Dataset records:
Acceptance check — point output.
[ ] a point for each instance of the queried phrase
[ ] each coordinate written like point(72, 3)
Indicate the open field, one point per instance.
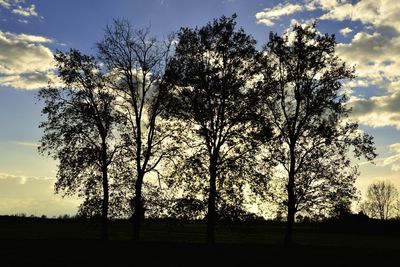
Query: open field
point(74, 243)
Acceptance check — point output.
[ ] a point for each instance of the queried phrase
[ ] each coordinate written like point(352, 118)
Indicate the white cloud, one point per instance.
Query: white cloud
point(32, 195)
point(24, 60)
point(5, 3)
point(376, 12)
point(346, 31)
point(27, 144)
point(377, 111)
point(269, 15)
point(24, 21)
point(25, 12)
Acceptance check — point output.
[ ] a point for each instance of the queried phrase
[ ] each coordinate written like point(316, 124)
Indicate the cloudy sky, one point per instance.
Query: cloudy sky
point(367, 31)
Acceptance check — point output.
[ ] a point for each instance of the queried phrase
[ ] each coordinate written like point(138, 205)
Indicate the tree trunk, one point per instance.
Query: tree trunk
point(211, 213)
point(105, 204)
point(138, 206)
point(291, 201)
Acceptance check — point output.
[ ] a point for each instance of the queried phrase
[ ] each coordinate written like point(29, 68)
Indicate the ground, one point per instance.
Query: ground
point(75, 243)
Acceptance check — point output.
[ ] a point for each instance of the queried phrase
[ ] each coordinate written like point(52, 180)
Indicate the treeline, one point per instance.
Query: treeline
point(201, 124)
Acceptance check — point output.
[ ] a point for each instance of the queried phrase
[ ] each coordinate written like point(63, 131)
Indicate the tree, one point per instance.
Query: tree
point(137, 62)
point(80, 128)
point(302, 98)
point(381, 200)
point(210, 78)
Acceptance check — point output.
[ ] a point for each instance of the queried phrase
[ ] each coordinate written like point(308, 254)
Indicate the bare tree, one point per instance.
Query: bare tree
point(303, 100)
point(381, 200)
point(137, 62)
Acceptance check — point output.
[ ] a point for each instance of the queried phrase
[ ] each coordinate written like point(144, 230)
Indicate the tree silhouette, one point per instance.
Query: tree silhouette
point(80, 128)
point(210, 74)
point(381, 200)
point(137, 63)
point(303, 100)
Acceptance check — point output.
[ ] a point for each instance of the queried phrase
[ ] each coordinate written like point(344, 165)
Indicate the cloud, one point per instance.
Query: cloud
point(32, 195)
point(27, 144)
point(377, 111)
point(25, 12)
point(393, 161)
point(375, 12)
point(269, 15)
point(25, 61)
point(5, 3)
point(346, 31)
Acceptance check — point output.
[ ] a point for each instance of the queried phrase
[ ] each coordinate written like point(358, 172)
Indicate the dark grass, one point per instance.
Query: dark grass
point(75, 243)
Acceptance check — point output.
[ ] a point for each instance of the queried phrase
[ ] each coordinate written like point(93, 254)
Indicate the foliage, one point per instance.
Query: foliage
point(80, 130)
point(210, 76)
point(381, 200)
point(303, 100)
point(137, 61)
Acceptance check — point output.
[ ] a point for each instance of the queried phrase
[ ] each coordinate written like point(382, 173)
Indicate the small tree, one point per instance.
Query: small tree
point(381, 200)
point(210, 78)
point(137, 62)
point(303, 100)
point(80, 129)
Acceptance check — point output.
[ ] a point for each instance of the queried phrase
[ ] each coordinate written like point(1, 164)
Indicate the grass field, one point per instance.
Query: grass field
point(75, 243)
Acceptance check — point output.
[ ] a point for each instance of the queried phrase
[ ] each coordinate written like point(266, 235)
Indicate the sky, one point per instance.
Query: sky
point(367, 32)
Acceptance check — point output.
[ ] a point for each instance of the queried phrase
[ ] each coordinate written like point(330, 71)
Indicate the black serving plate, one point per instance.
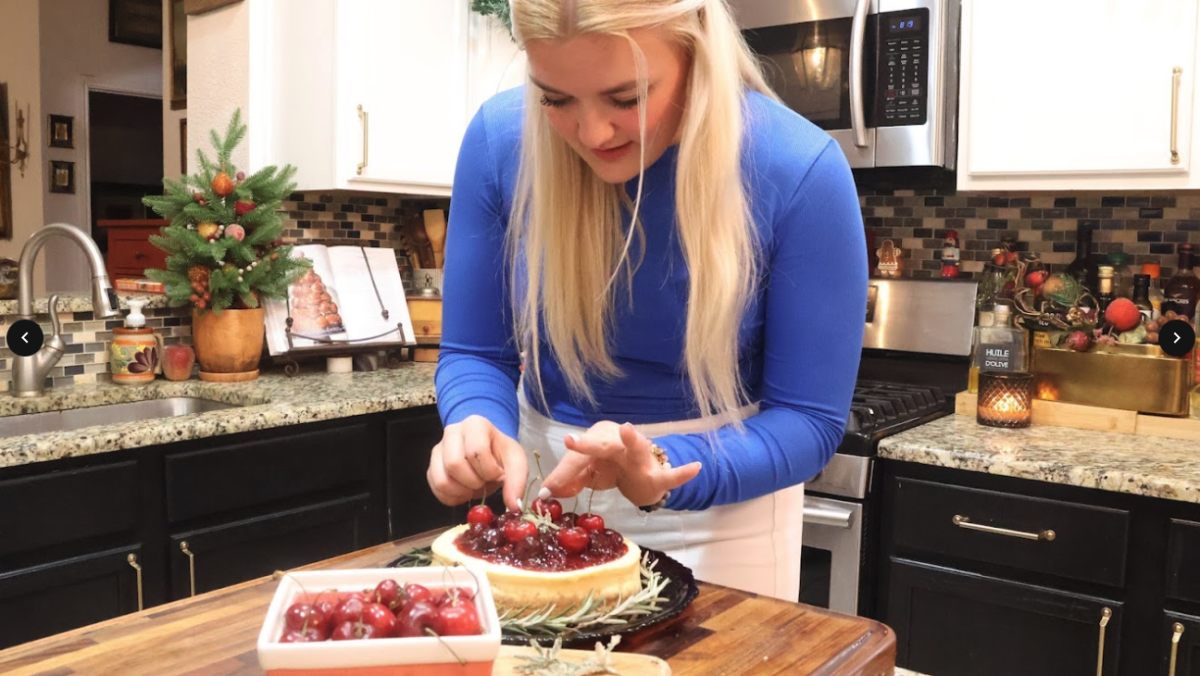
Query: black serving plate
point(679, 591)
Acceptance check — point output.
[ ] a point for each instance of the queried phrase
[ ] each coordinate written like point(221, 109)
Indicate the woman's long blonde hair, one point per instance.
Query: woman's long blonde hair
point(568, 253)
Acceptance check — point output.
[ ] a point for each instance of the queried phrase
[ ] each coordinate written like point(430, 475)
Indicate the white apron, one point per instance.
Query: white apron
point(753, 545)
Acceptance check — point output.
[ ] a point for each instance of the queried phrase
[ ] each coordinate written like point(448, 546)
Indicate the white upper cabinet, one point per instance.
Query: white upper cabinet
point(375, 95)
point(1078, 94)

#### WORK INSTRUCTION
For this exercise, please reproduce the records above exactly and drop the images.

#### WRITTEN REPLY
Acceptance check — point output.
[ ] a point for each instance of the queried phrase
[ ] each coordinate written like point(72, 3)
Indicate the open field, one point per instance.
Query: open field
point(74, 243)
Acceptance check — point output.
[ ] a point for each instance of the queried phrase
[ ] each coordinate written like point(352, 118)
Indicate the white cloud, one point per instance.
Query: white cloud
point(32, 195)
point(24, 60)
point(5, 3)
point(376, 12)
point(346, 31)
point(27, 144)
point(377, 111)
point(269, 15)
point(24, 21)
point(25, 12)
Acceptance check — point output.
[ ] a point for each instance of the queried phrase
[ ] each coordinate written like point(316, 124)
Indicate the cloudy sky, one point per instance.
Query: cloudy sky
point(367, 31)
Acceptance check — point output.
[ ] a point for each instance of the queried phrase
[ ] each coordinate written like point(138, 205)
Indicate the tree trunk, one point per instance.
Query: tree trunk
point(211, 213)
point(105, 204)
point(138, 206)
point(291, 201)
Acceptance check — point output.
[ ] a point for each instance of the queried phrase
[ ] each coordinate written like point(29, 68)
Indicate the ground, one point per instance.
Query: ground
point(75, 243)
Acceptance check — point output.
[ ] a point for each instance of the queried phrase
[ ] each coordinate written like point(52, 180)
Indicate the treeline, one point per instance.
Query: treeline
point(201, 124)
Acceptance check — point output.
[ ] a point for each instance of the queried phrase
[ ] each coordinate written like point(63, 131)
Indicate the tree, one point per instance.
Query: tree
point(137, 62)
point(80, 128)
point(302, 98)
point(381, 200)
point(210, 78)
Acceptance check — point output.
[ ] a point for each instance of the queried phrase
[ ] each coordinate written like point(308, 254)
Indicate the bare tree, one point per instance.
Query: bare tree
point(303, 100)
point(381, 200)
point(137, 62)
Acceptance check — point output.
[ ] a point for each instance of the queried phrase
[ ] each coordinate written like point(144, 230)
Indicate the tree silhouette, one point per instance.
Query: tree silhouette
point(80, 128)
point(210, 74)
point(381, 200)
point(137, 63)
point(303, 100)
Acceptance check — point output.
[ ] a point for each instance of the queried phrase
[ ] each coordinate written like point(344, 165)
Indicate the cloud, one point per instance.
Query: cloud
point(32, 195)
point(27, 144)
point(377, 111)
point(25, 12)
point(393, 161)
point(375, 12)
point(269, 15)
point(25, 61)
point(5, 3)
point(346, 31)
Acceptance check — point output.
[ ] a point for each instance of the queried phrase
[ ] each coordinate written like point(358, 172)
Indicate the dark grass, one point per instance.
Query: dark grass
point(75, 243)
Acceptance check — point output.
[ ] a point for each instance of the queried phrase
[ ] each coordinate written like point(93, 254)
Indicate the foliage, one point per instance.
Query: foliage
point(80, 130)
point(210, 76)
point(381, 200)
point(303, 100)
point(137, 61)
Acceptance check — point output.
[ ] a point for each instance of the queried phrase
[ ] each coordinate written like point(382, 173)
Indicate the small tree, one point per instance.
Query: small tree
point(381, 200)
point(210, 78)
point(137, 62)
point(303, 100)
point(80, 129)
Acceptance check — point output.
[ ] a point for each instance of the queried phrase
[ ] each coordinate written like point(1, 164)
Indicate the grass field, one point per instance.
Query: grass field
point(75, 243)
Acceptance check — point output.
[ ] a point for each instance of the queried phrase
[ ] each coordinate written like point(266, 235)
Indicate the sky, one point per instance.
Query: sky
point(367, 32)
Acceptance check — point output.
[ ] a point for each instance of the queried phrase
[ ] each coordinate written like point(330, 71)
Indicate the black serving plate, one point per instance.
Query: black serving plate
point(679, 591)
Acceptance check — point output.
[ ] a point for each instance of the queried phrase
[ ] each coordinate written like point(221, 109)
Indicate the woman's long blonde hair, one point per instance.
Query: woman's long blonde hair
point(568, 253)
Acceptance check — point output.
[ ] a point for each instance of the queried phrase
[ ] each coordinate written like point(430, 475)
Indicate the white apron, one point per instance.
Query: white apron
point(753, 545)
Acceptance check — point output.
[ ] a point for each instance of the queried phrase
[ ] each coordinate written like point(448, 546)
Indicate the white upper cabinet, one point per instance.
Query: white upper cabinet
point(375, 95)
point(1078, 94)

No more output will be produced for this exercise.